WHAT TO PRODUCE: Reproduce every row below word for word, leaving out the pictures.

[Excerpts from a dataset on pointing at objects]
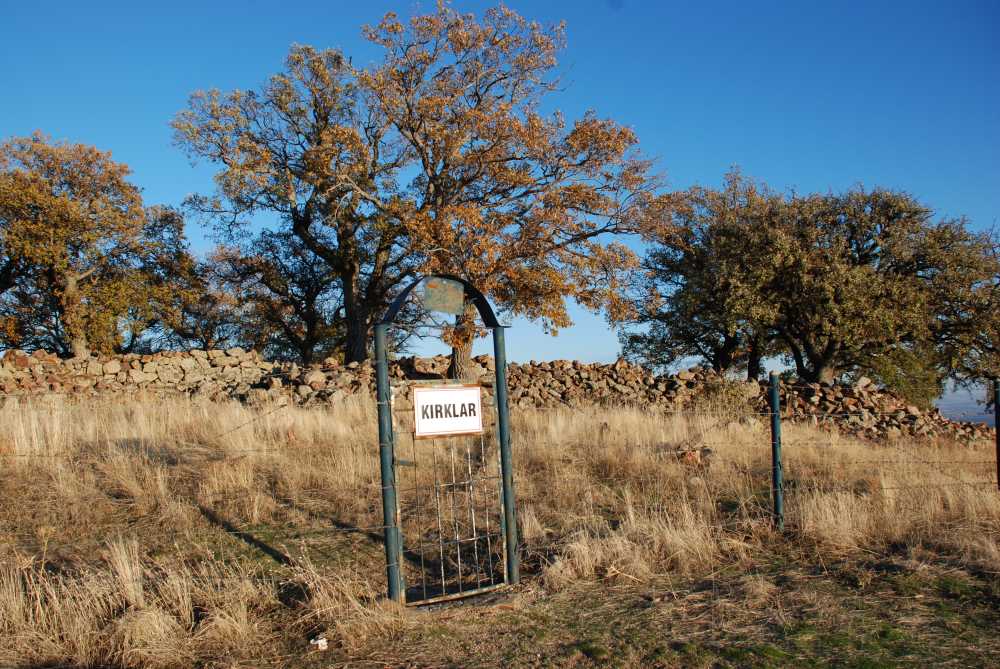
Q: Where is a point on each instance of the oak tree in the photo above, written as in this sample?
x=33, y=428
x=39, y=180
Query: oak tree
x=701, y=291
x=521, y=203
x=306, y=148
x=86, y=247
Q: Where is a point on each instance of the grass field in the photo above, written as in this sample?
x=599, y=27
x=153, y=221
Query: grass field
x=183, y=534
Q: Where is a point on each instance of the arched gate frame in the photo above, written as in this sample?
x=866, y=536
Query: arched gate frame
x=394, y=540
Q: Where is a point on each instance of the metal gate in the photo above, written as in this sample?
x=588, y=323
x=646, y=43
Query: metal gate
x=451, y=517
x=448, y=502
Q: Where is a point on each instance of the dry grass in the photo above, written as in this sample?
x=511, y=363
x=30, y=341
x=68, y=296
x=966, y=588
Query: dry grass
x=119, y=544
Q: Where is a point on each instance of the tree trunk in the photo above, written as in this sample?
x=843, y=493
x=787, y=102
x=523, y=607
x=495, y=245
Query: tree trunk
x=461, y=351
x=356, y=317
x=755, y=366
x=72, y=319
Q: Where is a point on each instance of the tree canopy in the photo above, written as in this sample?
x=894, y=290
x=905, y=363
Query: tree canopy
x=863, y=282
x=435, y=159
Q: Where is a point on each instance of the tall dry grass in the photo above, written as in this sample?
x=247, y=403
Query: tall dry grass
x=137, y=534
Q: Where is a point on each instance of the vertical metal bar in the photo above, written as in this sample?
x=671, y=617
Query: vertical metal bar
x=996, y=424
x=454, y=515
x=437, y=503
x=393, y=554
x=472, y=513
x=777, y=488
x=420, y=513
x=513, y=574
x=489, y=505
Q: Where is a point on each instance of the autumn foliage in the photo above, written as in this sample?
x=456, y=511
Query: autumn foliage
x=336, y=185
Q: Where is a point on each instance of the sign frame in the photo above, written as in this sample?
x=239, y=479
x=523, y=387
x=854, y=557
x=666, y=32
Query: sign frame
x=446, y=387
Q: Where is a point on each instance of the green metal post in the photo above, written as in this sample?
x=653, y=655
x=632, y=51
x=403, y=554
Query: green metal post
x=513, y=574
x=776, y=479
x=996, y=424
x=393, y=551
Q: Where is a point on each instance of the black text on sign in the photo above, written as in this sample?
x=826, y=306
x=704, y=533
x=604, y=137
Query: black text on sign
x=447, y=410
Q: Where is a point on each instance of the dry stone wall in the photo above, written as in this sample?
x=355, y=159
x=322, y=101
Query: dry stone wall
x=861, y=409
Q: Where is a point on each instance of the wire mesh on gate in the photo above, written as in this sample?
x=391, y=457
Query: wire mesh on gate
x=448, y=491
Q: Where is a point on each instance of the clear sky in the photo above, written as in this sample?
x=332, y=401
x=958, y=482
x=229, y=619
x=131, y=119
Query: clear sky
x=904, y=95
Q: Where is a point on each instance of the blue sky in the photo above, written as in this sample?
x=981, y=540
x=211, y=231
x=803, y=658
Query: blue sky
x=903, y=95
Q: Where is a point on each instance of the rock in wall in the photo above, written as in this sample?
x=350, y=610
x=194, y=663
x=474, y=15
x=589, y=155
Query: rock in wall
x=861, y=409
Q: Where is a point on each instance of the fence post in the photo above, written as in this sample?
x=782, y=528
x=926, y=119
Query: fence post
x=513, y=574
x=996, y=424
x=776, y=480
x=386, y=456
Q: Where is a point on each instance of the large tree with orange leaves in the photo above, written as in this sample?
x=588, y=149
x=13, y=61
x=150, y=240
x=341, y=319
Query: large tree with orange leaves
x=90, y=262
x=522, y=204
x=435, y=159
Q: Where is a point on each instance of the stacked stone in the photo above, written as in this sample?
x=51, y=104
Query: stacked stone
x=215, y=374
x=861, y=409
x=865, y=411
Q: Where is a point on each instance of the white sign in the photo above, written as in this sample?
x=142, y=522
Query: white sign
x=447, y=410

RESPONSE TO THIS EXERCISE:
Q: Where is a point on each instance of the oak tree in the photo above, written as in this sample?
x=33, y=428
x=39, y=180
Query: oak tree
x=701, y=291
x=521, y=203
x=306, y=148
x=86, y=247
Q: Where is a point on each instance of the grass field in the photo above, written as in this sample?
x=599, y=27
x=153, y=221
Query: grass field
x=183, y=534
Q: Where is a point on each instance of the arched gate frame in the photo above, written as in this sample?
x=866, y=536
Query: arched gate frame
x=394, y=540
Q: Where is a point on each instance of the metal gate in the photo above, written as in this sample?
x=588, y=323
x=646, y=43
Query: metal gate
x=451, y=517
x=448, y=502
Q: Where is a point on each instance of the dry grass in the photo above, written as in this sample?
x=511, y=363
x=30, y=341
x=68, y=296
x=966, y=588
Query: dry grass
x=119, y=544
Q: Where is a point on each instance of the tree trunk in the photo above, written as in this sample?
x=843, y=493
x=787, y=102
x=523, y=607
x=495, y=245
Query: tree trunk
x=461, y=351
x=356, y=317
x=755, y=366
x=72, y=319
Q: Where is a point on each instance of the tree canopy in the photo above, written as in this sample?
x=894, y=290
x=905, y=363
Query: tree canopy
x=863, y=282
x=435, y=159
Q: Where is a point on each instance of the tall dry grass in the photo above, written as in this sample?
x=247, y=403
Query: tall dry grass
x=137, y=534
Q: Where is a point on each instance of the vertical metal bar in the photo above, written as in this sample?
x=671, y=617
Query: vertical metal bar
x=996, y=424
x=454, y=515
x=437, y=503
x=393, y=554
x=472, y=513
x=777, y=488
x=420, y=513
x=513, y=574
x=489, y=505
Q: Where is a point on each instance of the autumn foliage in the photo above, written as in this sample?
x=456, y=511
Query: autumn foliage
x=336, y=185
Q: Where is a point on each instance of the sign frame in the photo above, written as in this sample?
x=239, y=479
x=523, y=387
x=854, y=557
x=666, y=32
Query: sign frame
x=446, y=387
Q: Where is a point on each instance of the green metal post in the photo above, written as in this sample?
x=653, y=655
x=632, y=51
x=403, y=554
Query: green metal post
x=513, y=574
x=776, y=479
x=996, y=424
x=393, y=551
Q: Where is a point on each instance of the black text on sign in the photo above, written as in this sample?
x=826, y=306
x=704, y=533
x=604, y=137
Query: black text on sign
x=447, y=410
Q: Where is a point on each instance of the dry stone wall in the photo above, written as in this sample?
x=355, y=159
x=322, y=101
Query: dry stone wall
x=861, y=409
Q: Where is a point on each instance of the wire mesh on gate in the photo above, written as in this sample?
x=391, y=457
Query: wire mesh on gate
x=448, y=491
Q: Where is a point on each instance of the clear sky in the photo above, written as in this sample?
x=332, y=401
x=958, y=482
x=229, y=619
x=131, y=119
Query: clear sky
x=904, y=95
Q: Where is a point on each instance of the blue sky in the photo above, written as in this sample?
x=981, y=540
x=211, y=231
x=803, y=658
Query: blue sky
x=903, y=95
Q: Where is a point on each instance of the rock in wall in the photo above, written as in this sample?
x=350, y=610
x=194, y=663
x=474, y=15
x=589, y=155
Query: rock in wall
x=861, y=409
Q: Where is a point on each instance of the fence post in the photo above, written as in this sample?
x=782, y=528
x=926, y=119
Query: fence post
x=513, y=574
x=996, y=424
x=776, y=480
x=386, y=456
Q: Where is a point on each instance of the large tree with orange leaves in the photo above, written as in this sample?
x=588, y=149
x=13, y=61
x=150, y=240
x=341, y=319
Query: large tree with orange leaves
x=90, y=262
x=522, y=204
x=435, y=159
Q: Where is a point on each instance of the stacked stone in the photo above, written as in this sample?
x=51, y=104
Query: stacked stone
x=215, y=374
x=861, y=409
x=865, y=411
Q: Where is a point on each instance of the white sign in the photo above, written as in this sample?
x=142, y=522
Query: white sign
x=447, y=410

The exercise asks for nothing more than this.